- **Exercise description**
Starting at the line that contains "Indicate every instance of the green", restate each line word for word through the final line of the data, keeping both ends.

(Image object location entries)
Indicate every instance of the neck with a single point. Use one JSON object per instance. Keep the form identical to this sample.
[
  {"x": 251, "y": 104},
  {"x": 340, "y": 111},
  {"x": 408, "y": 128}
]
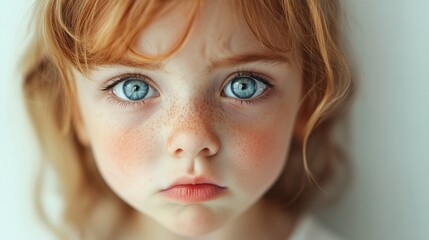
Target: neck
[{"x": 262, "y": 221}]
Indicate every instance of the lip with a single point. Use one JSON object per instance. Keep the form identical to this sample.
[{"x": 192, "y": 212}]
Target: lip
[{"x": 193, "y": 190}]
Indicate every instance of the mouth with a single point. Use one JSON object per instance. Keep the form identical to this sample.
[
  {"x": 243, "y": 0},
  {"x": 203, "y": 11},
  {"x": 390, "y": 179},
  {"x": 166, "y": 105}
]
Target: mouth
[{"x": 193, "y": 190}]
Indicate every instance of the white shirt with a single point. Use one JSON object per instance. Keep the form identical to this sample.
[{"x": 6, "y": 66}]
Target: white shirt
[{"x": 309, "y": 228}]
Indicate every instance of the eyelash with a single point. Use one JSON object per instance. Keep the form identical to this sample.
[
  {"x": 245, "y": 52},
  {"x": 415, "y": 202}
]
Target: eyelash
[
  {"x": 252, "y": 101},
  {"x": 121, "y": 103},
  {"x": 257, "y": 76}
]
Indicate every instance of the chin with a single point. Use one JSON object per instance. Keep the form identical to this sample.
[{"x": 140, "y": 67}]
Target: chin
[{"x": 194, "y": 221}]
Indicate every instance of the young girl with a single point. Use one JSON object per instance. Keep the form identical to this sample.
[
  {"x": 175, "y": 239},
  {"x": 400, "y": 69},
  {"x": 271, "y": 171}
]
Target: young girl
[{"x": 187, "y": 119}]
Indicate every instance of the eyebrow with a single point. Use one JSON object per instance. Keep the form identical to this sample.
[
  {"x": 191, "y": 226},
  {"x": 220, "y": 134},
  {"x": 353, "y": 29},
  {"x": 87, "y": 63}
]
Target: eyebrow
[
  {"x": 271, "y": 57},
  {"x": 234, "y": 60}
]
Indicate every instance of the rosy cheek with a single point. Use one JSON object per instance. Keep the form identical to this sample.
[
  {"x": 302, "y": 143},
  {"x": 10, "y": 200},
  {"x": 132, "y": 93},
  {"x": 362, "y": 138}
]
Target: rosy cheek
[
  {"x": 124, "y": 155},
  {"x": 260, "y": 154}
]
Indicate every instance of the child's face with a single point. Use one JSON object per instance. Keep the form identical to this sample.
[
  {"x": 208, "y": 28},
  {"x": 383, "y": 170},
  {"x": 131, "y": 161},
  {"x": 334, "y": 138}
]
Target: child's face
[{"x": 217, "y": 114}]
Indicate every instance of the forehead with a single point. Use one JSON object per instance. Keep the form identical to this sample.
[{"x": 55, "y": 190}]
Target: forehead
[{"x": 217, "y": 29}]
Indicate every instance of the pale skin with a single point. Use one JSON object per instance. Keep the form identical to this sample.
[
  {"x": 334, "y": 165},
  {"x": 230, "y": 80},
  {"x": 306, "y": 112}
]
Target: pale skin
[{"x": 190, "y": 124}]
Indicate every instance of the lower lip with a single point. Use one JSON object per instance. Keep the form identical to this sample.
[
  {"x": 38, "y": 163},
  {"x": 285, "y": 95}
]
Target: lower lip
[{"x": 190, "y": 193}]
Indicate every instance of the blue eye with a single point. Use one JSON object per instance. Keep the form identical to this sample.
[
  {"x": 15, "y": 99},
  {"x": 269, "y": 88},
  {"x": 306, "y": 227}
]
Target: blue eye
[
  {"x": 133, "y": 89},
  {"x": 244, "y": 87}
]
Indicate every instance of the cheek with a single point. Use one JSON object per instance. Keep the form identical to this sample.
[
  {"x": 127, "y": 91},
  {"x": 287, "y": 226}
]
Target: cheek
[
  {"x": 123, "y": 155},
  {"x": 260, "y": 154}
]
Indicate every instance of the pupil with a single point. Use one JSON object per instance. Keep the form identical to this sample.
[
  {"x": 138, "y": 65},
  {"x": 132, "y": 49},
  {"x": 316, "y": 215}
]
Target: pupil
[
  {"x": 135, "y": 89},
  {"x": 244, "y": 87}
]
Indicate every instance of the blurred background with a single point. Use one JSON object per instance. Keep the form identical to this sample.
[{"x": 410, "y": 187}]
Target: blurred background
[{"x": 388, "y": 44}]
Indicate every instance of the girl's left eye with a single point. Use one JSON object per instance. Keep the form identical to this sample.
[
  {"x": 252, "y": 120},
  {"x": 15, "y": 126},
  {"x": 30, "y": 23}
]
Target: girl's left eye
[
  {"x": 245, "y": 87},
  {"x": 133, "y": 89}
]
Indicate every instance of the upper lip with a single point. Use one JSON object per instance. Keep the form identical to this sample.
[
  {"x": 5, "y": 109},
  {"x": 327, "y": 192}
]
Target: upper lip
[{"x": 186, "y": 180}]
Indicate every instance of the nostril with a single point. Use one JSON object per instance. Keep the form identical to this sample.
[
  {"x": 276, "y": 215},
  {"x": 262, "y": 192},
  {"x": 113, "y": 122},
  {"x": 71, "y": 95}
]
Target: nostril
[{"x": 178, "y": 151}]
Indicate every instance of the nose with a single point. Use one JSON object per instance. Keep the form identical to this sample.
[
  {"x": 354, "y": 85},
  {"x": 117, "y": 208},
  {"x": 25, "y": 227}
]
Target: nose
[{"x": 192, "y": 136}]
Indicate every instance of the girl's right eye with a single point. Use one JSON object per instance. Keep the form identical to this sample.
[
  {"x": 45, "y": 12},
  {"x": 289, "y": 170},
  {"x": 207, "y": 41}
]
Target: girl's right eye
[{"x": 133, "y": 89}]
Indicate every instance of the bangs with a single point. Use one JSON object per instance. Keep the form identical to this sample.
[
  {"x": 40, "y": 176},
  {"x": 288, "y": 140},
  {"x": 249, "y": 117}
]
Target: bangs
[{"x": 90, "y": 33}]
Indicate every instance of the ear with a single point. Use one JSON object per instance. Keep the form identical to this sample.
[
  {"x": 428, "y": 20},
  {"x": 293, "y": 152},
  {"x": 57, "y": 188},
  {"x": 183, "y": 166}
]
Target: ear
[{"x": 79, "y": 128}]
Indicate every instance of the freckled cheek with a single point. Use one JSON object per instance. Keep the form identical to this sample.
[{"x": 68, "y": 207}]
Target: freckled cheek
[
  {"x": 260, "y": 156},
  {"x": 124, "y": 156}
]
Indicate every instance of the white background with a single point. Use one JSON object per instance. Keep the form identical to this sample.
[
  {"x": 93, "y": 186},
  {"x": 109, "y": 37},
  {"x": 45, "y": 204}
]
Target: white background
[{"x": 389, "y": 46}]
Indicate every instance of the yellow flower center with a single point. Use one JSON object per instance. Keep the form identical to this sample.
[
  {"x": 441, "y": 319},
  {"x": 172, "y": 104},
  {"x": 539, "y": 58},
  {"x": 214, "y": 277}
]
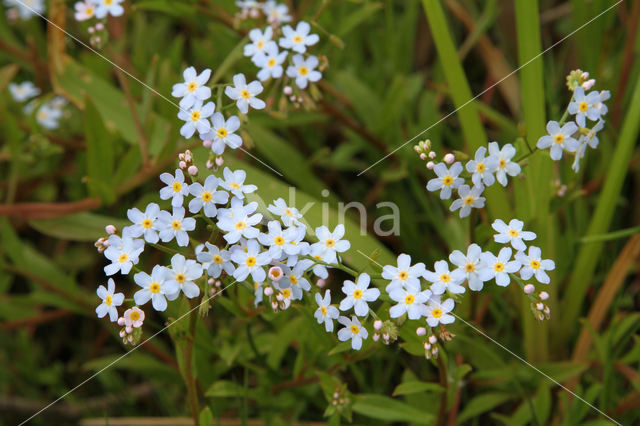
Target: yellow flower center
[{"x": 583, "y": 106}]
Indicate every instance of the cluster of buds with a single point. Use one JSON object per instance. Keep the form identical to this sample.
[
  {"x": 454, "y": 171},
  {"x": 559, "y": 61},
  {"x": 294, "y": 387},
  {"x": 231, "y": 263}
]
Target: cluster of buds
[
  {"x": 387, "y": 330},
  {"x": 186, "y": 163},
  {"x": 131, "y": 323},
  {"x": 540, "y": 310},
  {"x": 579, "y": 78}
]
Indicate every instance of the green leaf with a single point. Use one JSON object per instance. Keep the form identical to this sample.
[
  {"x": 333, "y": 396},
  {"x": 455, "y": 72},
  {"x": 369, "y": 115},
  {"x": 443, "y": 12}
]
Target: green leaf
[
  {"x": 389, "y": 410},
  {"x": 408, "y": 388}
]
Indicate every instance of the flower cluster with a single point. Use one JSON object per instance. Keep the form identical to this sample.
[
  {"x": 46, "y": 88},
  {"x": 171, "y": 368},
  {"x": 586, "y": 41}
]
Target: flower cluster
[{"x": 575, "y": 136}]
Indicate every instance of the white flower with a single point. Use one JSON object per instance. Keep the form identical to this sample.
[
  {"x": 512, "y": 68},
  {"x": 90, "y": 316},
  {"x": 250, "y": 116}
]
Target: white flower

- **Complete answer**
Indicate every instance of the green leaf with a single point. Use one JSON object per instance. Keep the form identical to this sample.
[
  {"x": 333, "y": 396},
  {"x": 455, "y": 72},
  {"x": 369, "y": 115},
  {"x": 443, "y": 12}
]
Target: green leaf
[
  {"x": 389, "y": 410},
  {"x": 408, "y": 388}
]
Indicate every instance of the flower cluster with a single point. Use one JSON object per instance. Keep the form identical to this sample.
[
  {"x": 46, "y": 88},
  {"x": 171, "y": 368},
  {"x": 586, "y": 41}
]
Target: flower cluster
[{"x": 575, "y": 136}]
Indicate every instance of the white flower with a single point. Use one JSON object per instance. Keep the form identical to this sample.
[
  {"x": 512, "y": 68},
  {"x": 90, "y": 316},
  {"x": 250, "y": 116}
]
Target: white flower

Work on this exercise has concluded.